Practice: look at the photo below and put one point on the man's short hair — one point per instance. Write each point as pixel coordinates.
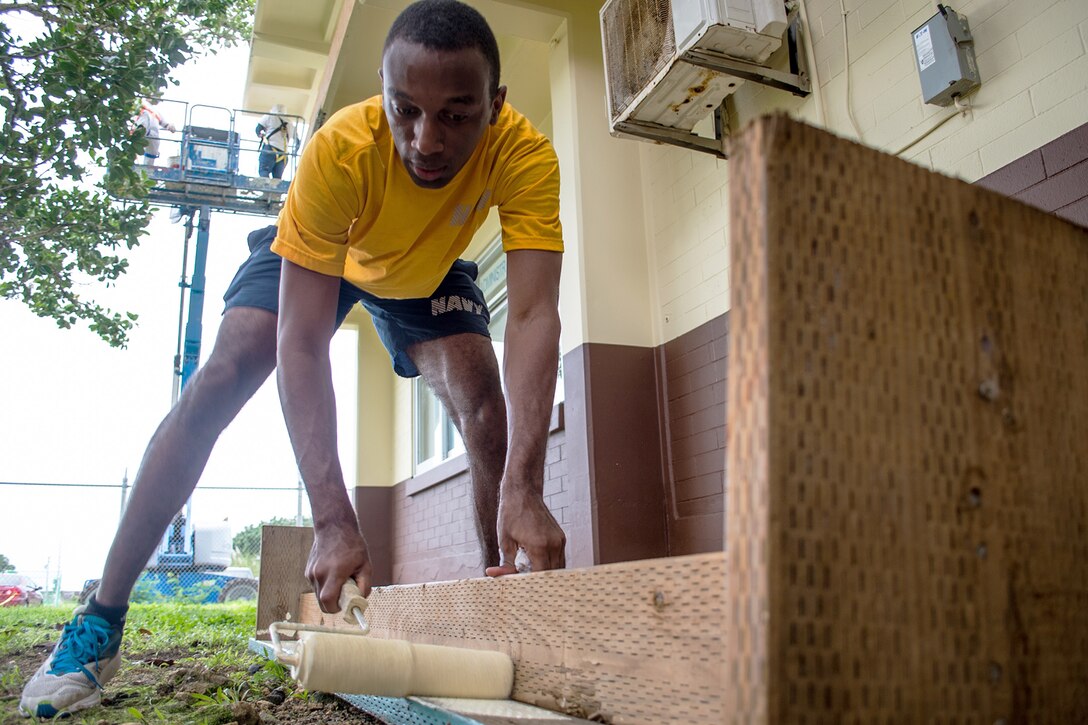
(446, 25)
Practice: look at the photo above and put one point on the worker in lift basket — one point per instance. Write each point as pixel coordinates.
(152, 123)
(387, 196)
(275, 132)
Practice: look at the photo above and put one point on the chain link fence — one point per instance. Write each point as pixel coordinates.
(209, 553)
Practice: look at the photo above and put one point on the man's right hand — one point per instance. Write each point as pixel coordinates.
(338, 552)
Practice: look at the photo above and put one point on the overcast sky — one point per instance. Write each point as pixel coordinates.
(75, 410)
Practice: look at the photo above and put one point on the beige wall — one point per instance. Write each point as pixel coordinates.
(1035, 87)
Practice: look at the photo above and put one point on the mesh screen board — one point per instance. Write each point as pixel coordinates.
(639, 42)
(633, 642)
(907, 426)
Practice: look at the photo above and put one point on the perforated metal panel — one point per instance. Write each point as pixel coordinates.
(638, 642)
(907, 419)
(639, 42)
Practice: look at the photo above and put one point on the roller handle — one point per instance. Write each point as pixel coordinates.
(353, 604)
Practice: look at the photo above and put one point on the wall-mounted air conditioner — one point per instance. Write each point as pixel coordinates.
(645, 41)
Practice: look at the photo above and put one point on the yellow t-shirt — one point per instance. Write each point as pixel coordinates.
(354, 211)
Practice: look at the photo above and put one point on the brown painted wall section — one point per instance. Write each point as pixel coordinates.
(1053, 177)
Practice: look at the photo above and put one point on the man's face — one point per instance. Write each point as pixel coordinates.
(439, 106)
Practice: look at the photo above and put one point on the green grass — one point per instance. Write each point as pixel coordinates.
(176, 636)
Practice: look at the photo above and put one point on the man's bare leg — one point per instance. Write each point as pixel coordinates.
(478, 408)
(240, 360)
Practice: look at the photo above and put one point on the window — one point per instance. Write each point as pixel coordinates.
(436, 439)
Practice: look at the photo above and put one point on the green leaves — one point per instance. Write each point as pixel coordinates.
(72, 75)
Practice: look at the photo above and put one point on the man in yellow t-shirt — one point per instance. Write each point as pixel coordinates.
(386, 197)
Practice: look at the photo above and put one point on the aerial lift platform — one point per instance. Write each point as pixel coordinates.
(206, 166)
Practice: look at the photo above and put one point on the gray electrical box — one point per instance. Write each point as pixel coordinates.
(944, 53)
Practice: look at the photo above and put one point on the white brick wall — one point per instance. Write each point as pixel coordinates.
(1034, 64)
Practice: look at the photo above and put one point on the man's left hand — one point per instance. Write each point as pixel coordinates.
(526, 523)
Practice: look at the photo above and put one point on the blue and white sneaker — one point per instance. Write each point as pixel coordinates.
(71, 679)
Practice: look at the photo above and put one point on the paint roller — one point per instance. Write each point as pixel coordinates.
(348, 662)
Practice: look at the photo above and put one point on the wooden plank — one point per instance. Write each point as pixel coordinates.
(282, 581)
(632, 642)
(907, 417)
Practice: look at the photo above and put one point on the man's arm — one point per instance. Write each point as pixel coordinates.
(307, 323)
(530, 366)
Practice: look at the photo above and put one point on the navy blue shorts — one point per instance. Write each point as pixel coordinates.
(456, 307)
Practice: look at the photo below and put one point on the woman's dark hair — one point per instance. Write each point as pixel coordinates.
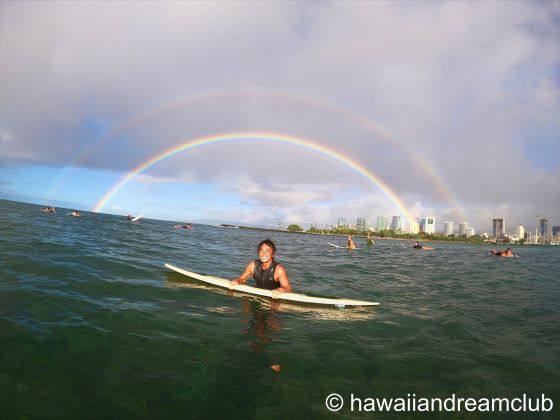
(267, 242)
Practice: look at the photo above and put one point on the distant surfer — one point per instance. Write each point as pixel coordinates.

+++

The lines above must be transcribed exactly, with every picture left out.

Practice: look at the photo below and put one point on the man's short hair — one point per instance. Write each point as pixel coordinates.
(446, 25)
Practice: look at the photo above and put one point on the worker in lift basket — one point per instance. Write each point as pixel coordinates.
(152, 123)
(387, 196)
(275, 132)
Practice: look at the photo above and put one point on the chain link fence — one point per instance. Write each point as pixel coordinates.
(209, 553)
Practice: look at the photo above and put one point on the man's right hand — one point per instance. Write each point as pixel coordinates.
(338, 552)
Practice: look at the photo above and put one point on the overcast sky — one point per instance. Write each point as pixel coordinates.
(75, 410)
Practice: look at the photo above and put one point on the beige wall — one point per instance. Write each point as pixel coordinates.
(1035, 87)
Practice: look at the photo above and put one point on the mesh screen board — one point per instance. Write each point as pixel coordinates.
(639, 42)
(633, 642)
(907, 426)
Practice: look at the photo above and put one point on the perforated metal panel — one point per instance. Write each point as pixel coordinates.
(638, 642)
(907, 419)
(639, 42)
Practice: look at the photo above and put one point on the roller handle — one point per instance. Write each point as pixel coordinates.
(353, 604)
Practice: look at the photo above and put one point on the wall-mounted air conditioner — one point per instance. Write each point as pixel coordinates.
(645, 41)
Practice: look at the photo above and put one point on the yellow t-shirt — one point per instance. Write each point as pixel coordinates.
(354, 211)
Practice: look at the photo above and put one point on the brown painted wall section — one point per instance. Write each point as pixel coordinates.
(1053, 177)
Practice: look at the photo above and put one point on the man's face — one point per instance. Write each point as pixel coordinates.
(439, 106)
Practice: look at the photo above and put one point on the green grass — one point per instance. Write each point as pixel coordinates.
(176, 636)
Practice: look at the photo above and put one point on the man's bare leg — one point per instance. Write each point as pixel coordinates.
(478, 408)
(240, 360)
Practice: look at the photo above and put one point on the window — one point per instance. Write each point as pixel coordinates.
(436, 439)
Practice: look at the photo above and put one point on the green leaves — one point per instance. Write each point as pixel coordinates.
(72, 75)
Practice: look at the photo above and put one point on the man in yellow t-shirt — one point per instance. Write each point as pixel coordinates.
(386, 197)
Practice: look at the photo above and put one point on the aerial lift platform — one point per instance. Write each point as pixel coordinates.
(206, 166)
Practice: look at the photo above and put one point on the gray electrical box — one point per instance. Write each point as pixel coordinates.
(944, 53)
Practice: look at the photo above and put one point on the white brick wall — one point per instance. Write each point as pixel coordinates.
(1034, 64)
Practice: look at the photo above and put one point on the man's left hand — one point per instance. Write each point as pixel coordinates.
(526, 523)
Practice: look at the photo above and put one point on the blue and white sneaker — one point per instance. Write each point as pixel coordinates.
(71, 679)
Practice: look at the photo above and put one point on the paint roller — one point per instance. Write each point as pixel coordinates.
(348, 662)
Practice: look at the photo above and put one point on the wooden plank — one point per instance. Write each point as pixel coordinates.
(282, 581)
(632, 642)
(907, 417)
Practice: look at the photo above and put one point on the man's arm — one point per instance. Write each point as pixel coordinates.
(307, 323)
(530, 366)
Practice: look at the photo above and put one point on the navy blue shorts — one point per instance. Write each point as pixel coordinates.
(456, 307)
Practice: look at the photo below and put one point on the woman's dark hair — one point per instance. Write each point as pixel coordinates.
(267, 242)
Practice: look at the photo above and put one point on the distant surfer — one point per instance. Write each point as pixel coordinates.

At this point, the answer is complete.